* [DIRECTIVE]:
Switch "tag a point" to "place a marker" in every one of the items below and leave everything else as it is. Omit the pictures from your answer.

— start of DATA IN THIS EXERCISE —

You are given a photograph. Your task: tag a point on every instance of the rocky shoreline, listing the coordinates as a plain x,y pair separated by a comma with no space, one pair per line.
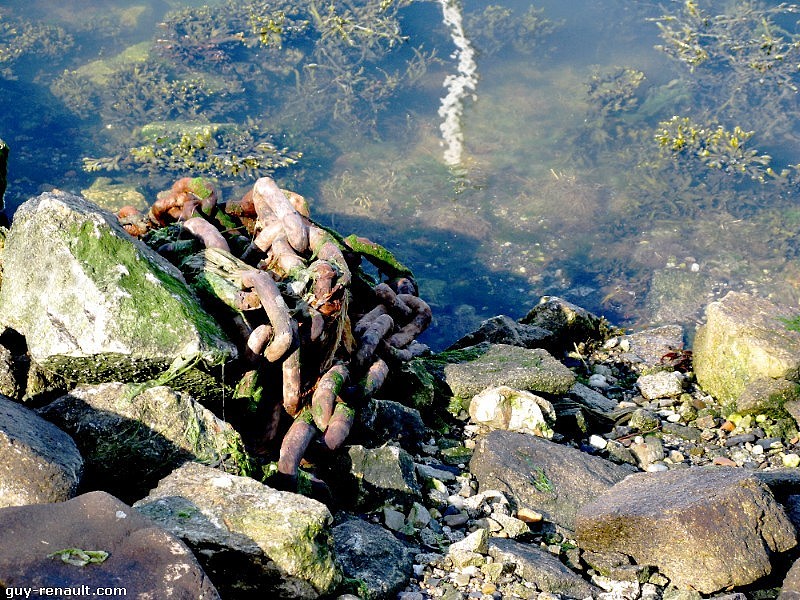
550,457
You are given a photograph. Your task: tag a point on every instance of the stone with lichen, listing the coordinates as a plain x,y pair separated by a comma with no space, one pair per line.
248,536
96,305
130,438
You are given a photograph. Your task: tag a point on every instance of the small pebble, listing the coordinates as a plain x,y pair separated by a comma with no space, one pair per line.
791,460
598,442
598,381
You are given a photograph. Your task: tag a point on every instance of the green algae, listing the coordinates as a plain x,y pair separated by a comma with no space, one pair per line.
169,304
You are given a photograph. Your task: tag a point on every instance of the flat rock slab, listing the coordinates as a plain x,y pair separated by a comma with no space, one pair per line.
541,568
253,540
368,552
95,304
704,528
745,338
39,463
543,476
143,559
130,440
534,370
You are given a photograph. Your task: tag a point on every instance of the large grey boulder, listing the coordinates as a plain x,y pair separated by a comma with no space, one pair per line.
96,541
96,304
569,324
543,476
745,338
534,370
504,330
39,463
540,567
370,477
252,540
369,553
130,440
704,528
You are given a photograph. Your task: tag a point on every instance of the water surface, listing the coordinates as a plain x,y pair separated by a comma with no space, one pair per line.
560,186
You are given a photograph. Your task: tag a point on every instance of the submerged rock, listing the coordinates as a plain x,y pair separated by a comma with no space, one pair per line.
96,541
704,528
131,440
534,370
250,538
39,463
97,305
370,477
541,568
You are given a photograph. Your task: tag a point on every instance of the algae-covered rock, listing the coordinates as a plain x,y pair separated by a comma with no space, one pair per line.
705,529
370,477
372,555
109,544
503,407
745,338
113,196
248,536
97,305
534,370
39,463
568,323
3,170
130,440
540,475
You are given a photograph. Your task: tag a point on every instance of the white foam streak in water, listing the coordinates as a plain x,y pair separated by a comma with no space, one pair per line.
459,85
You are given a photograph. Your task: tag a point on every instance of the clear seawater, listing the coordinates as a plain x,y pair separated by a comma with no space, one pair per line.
555,193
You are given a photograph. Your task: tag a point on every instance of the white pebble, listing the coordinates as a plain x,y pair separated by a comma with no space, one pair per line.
656,467
598,442
598,380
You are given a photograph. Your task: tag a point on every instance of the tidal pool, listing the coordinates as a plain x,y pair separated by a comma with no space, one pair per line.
634,158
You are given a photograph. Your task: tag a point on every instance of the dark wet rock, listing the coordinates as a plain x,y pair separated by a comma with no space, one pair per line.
790,589
745,338
504,330
370,477
252,540
676,520
642,419
3,171
9,375
39,462
129,441
569,323
371,554
385,420
533,370
142,558
593,401
770,397
616,566
541,568
96,305
542,476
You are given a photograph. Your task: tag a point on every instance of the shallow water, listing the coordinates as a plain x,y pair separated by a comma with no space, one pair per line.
555,193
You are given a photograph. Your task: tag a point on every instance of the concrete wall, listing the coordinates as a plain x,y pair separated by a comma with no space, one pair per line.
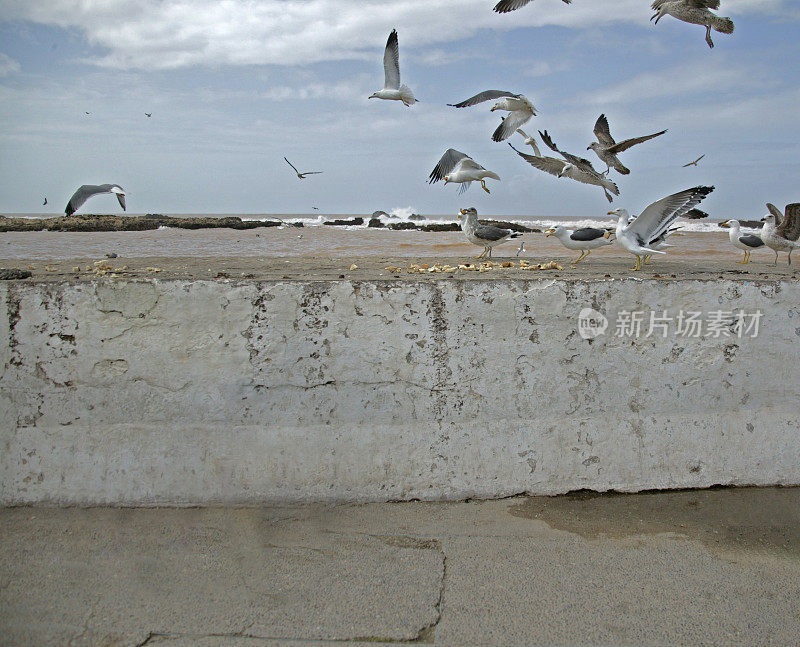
179,392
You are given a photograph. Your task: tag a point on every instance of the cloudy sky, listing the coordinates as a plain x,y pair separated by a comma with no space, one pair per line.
234,85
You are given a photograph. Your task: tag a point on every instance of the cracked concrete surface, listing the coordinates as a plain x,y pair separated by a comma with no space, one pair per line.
714,567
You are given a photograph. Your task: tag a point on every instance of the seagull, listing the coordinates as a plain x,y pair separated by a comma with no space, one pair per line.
780,233
504,6
88,190
460,168
747,242
637,235
531,141
585,239
519,107
485,235
695,162
695,12
392,90
302,176
584,173
606,148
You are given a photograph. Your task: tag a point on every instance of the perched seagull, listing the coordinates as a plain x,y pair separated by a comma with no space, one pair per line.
531,141
88,190
747,242
504,6
302,176
695,12
584,173
637,235
486,236
606,148
695,162
519,107
392,90
585,239
462,169
780,233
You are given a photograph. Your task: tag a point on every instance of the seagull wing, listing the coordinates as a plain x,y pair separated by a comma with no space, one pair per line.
510,124
790,227
658,216
447,163
391,62
603,132
486,95
626,144
292,165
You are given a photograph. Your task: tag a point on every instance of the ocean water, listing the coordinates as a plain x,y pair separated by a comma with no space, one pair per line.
700,239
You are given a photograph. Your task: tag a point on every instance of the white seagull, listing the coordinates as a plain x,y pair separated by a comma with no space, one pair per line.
519,108
88,190
747,242
460,168
504,6
485,236
607,149
695,12
302,175
392,89
780,233
641,232
585,239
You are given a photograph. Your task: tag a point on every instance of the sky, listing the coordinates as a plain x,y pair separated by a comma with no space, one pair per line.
235,85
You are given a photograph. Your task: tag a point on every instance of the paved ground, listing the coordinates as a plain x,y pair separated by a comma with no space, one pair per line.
682,568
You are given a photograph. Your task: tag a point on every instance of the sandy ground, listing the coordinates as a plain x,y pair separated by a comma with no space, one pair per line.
713,567
374,268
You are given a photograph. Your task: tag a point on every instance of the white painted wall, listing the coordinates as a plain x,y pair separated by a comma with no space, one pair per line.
199,392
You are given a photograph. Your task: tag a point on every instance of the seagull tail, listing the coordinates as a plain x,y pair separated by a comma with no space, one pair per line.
722,25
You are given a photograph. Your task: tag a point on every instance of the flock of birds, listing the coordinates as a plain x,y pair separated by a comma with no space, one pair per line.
643,235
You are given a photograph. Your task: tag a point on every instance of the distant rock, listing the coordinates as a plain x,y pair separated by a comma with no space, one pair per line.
13,273
342,222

— end of DATA IN THIS EXERCISE —

* [EXPECTED ANSWER]:
You are given a photograph. Your task: place a marker on every instance of the rocky shoreline, listing the coordinates as a plain x,y pair separated by a comma with no space, one pair per line.
550,457
You are given a photograph. Your task: place a marker on every instance of the stone with lichen, listing the coordinates as a plain x,y pair separated by a comma with no space, one pair per line.
248,536
96,305
130,438
You are given a photograph. Your task: place a marker on every instance of the small pebble, listing the coordinates as a plain x,y pair separated by a comma with no space, one pair per line.
791,460
598,442
598,381
You are given a photograph. Your task: place a marker on every instance of the green algae, listing the coordinates as a plain x,y pair separated by a comma with no space, one pair per line.
169,304
You are given a photograph. Your task: place a marker on every instance of the flat rock slab, listing the coordinates as a plain x,y pair separated by a comma with no space, one pair per line.
541,568
253,540
368,552
95,304
704,528
745,338
39,463
543,476
143,559
130,440
534,370
You are given a photograph. Your task: place a marker on every instance of the large grey boulder, listing the coordinates as a plain x,y pair separated by a comma with no space, one pair per line.
96,541
96,304
569,324
543,476
745,338
534,370
504,330
39,463
540,567
370,477
252,540
369,553
130,440
704,528
You are given a photograph. Your task: place a marker on every instance of the water surface, listing the coordinates as a plain x,y pair separated by a comma with no space, one pair per line.
560,186
You are given a photograph. Your task: place a marker on every instance of the submerged rock, listing the coordinates as a plain x,y pair separated by a comma with no space, one pair per line.
96,541
704,528
131,440
534,370
250,538
39,463
97,305
370,477
541,568
You are given a photograph. Your task: place a marker on every instance of the algae-covered rock, listing the coordinates as a plain x,y pair separated by a comma with no space, one pair per line.
705,529
370,477
372,555
109,544
503,407
745,338
113,196
248,536
97,305
534,370
39,463
568,323
3,170
130,440
540,475
You are given a photograph. Your task: place a marker on every instance of the white foam streak in water, listing the coordinates as a plain x,y pair separated by a comma with no space, one pair per line.
459,85
You are given a photograph. Your task: place a marker on every instance of the clear seawater, listing the coordinates as a plain x,y pair separated by a comma with no space, one pair per line.
555,193
You are given a photograph. Your task: place a marker on every instance of the white pebble, listing the coordinates as a plain x,y pair separated by a comma with no space, one pair per line.
656,467
598,442
598,380
You are given a photograph. Your task: place a marker on every instance of the tidal pool, listing the coordinates as a plain x,y pair separated by a comma with no space, one pair per line.
634,158
You are given a photograph. Your task: place a marker on every instance of the dark wet rock, listing the coordinates as a plain x,y pair separated by a comma with no space, one pair per line.
790,589
745,338
504,330
370,477
252,540
676,520
642,419
3,171
9,375
39,462
129,441
569,323
371,554
385,420
533,370
142,558
593,401
770,397
616,566
541,568
96,305
542,476
You are given a photograph. Your task: place a marker on every instance of the shallow water, listing the coordinates as a plain x,y pair separated by a comma with no space, one pair per line.
555,193
You are given a photograph. Your task: place a marker on every instance of the concrete wall, listing the coordinates as a plain x,y pair separated by a comma with no space, one pair per line.
179,392
You are given a photograph. Your task: place a marker on every instance of the cloudy sky, listing the coordinates as a plain x,y pair separated by a comma with no space, one pair per line.
234,85
You are given a photograph. Your task: place a marker on every instance of the cracked concrete surface, listing the coordinates as a plain x,y pair separated by a comma with no space, one pair per line.
714,567
You are given a photograph. Your task: place a marker on every instance of the seagull, listing the coordinates as a plain x,y pair separated by a comma with no space, one pair per line.
780,233
504,6
88,190
460,168
747,242
637,235
531,141
585,239
519,107
485,235
695,162
695,12
392,90
302,176
584,173
606,148
You are given a photograph. Your task: place a marker on every instance of the perched seagull, listing the coordinates as a plain x,y pair separated by a comma with no space, one pair per line.
531,141
88,190
747,242
504,6
302,176
695,12
584,173
637,235
486,236
606,148
695,162
519,107
392,90
585,239
462,169
780,233
You are given a photograph. Your task: place a marker on every instance of the seagull wing, listing the coordinates as a plain x,y pair separated by a comma with no space, one pair per line.
510,124
790,227
658,216
447,163
391,62
603,132
486,95
626,144
292,165
You are given a photograph. Your task: place a marker on every instance of the ocean water, listing the coordinates as a plain x,y pair separated by a comma with no space, one pair per line.
700,239
You are given a photograph. Your task: place a marker on every instance of the white seagull, listing the coordinates as a plain x,y pair separated by a comma with no space, one pair per line.
519,108
88,190
747,242
460,168
504,6
485,236
607,149
695,12
302,175
392,89
780,233
641,232
585,239
You are given a photograph. Your task: place a marker on every instance of the sky, listing the coordinates as a plain x,y pair separated by a comma with no space, one pair per line.
235,85
You are given a photograph. Your task: place a marker on every instance of the paved ground, listing the coordinates as a plain x,y pair separated by a comma with no space, one pair per line.
682,568
You are given a photograph. Your task: place a marker on every instance of the sandy ground, listing the coordinates as a plain x,y pair separated by a comma with no space, one pair per line.
713,567
374,268
You are given a photograph. Your task: place a marker on every instance of the white painted wall, listing the coordinates as a plain x,y pair separated by a comma with no space, one pair per line.
199,392
You are given a photograph. Your task: place a marker on every instance of the seagull tail, listing the coordinates as a plain x,y pair separated by a comma with no space, one pair per line.
722,25
You are given a photograph. Your task: place a marker on every instance of the flock of birds, listing the coordinates as a plain x,y pair separated by a comma with no space, one pair per line.
643,235
You are given a photograph. Your task: place a marker on every instance of the distant rock, listing the coordinates as a plain x,y pair separated by a comma with no space, one pair per line.
13,273
342,222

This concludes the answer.